Problem to solve:
Copy the rows below without any changes.

Dataset excerpts:
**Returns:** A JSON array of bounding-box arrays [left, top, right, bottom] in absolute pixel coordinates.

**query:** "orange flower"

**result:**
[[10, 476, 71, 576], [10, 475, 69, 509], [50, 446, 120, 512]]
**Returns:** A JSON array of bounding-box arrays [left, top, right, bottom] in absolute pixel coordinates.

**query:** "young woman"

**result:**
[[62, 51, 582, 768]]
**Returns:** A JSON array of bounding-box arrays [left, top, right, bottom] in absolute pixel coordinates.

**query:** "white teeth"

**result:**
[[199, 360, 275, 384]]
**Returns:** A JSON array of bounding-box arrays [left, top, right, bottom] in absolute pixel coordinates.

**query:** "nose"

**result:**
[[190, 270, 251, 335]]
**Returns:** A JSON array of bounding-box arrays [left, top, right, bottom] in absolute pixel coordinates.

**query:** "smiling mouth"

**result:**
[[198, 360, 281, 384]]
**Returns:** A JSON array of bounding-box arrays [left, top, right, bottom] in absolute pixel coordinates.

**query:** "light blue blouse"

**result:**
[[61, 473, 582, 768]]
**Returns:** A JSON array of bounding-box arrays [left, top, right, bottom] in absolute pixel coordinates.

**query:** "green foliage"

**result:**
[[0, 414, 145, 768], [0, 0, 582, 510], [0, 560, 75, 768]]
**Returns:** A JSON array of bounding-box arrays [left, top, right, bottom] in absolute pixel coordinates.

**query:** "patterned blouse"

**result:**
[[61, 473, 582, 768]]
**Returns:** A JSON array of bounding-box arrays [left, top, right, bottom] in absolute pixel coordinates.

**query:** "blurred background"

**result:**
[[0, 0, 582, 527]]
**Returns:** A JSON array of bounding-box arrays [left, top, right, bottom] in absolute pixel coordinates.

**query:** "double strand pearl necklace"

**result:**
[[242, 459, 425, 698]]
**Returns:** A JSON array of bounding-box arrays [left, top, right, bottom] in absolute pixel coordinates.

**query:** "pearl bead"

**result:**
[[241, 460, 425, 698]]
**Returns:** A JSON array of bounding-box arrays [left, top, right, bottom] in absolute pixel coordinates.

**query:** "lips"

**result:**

Correct response:
**Returns:** A JSON array of bounding-box arrays [left, top, right, bottom] in absolute pixel coordinates.

**query:** "orange flower"

**result:**
[[10, 476, 71, 576], [10, 475, 69, 509], [50, 446, 120, 512]]
**Returns:** A JSON array of bounding-box arrays [left, top, right, bottom] in absolute pixel coordinates.

**query:** "young woman"

**result:**
[[62, 51, 582, 768]]
**Returns:** A JSON array of bounding-box arrays [left, top, right, bottom] in absolute pixel coordinates.

**query:** "white teeth"

**result:**
[[199, 360, 275, 384]]
**Returns:** A JSON array of bounding-box arrays [left, top, right, bottom] in absolute pixel coordinates.

**query:** "nose"

**result:**
[[190, 270, 251, 335]]
**Returns:** A JSON array of bounding-box arrays [left, top, right, bottom] in absolute pixel coordinates.

**query:** "smiling mouth"

**result:**
[[198, 360, 281, 384]]
**Returns:** A JSON array of bounding-box arrays [left, top, right, bottom] in absolute pixel coordinates.

**query:** "light blue blouse"

**result:**
[[61, 473, 582, 768]]
**Returns:** A JSON array of bounding-box arrays [left, top, right, bottom] in absolute pixel coordinates.

**query:** "green foliage"

**result:**
[[0, 414, 145, 768], [0, 0, 582, 510], [0, 560, 75, 768]]
**Returns:** A JSON array of bounding-box arrays [left, top, right, bottom] in absolute pixel coordinates.

**query:** "patterned blouse"

**result:**
[[61, 473, 582, 768]]
**Returns:** A JSON array of bounding-box arrays [left, top, right, bottom] in absolute pixel coordinates.

**query:** "blurred background"

**result:**
[[0, 0, 582, 527]]
**Returns:** A JSON array of bounding-box arrays [left, top, right, bottom] in absolute pixel coordinates.

**query:** "double strand pearl necklace"

**result:**
[[242, 459, 425, 698]]
**Returns:** A JSON array of bounding-box arrays [left, top, right, bottom] in absolute pixel coordinates.

**query:** "pearl bead"

**result:**
[[241, 460, 425, 698]]
**Returns:** A JSON array of bounding-box arrays [left, top, right, bottom] in absolute pixel coordinates.

**query:** "lips"

**result:**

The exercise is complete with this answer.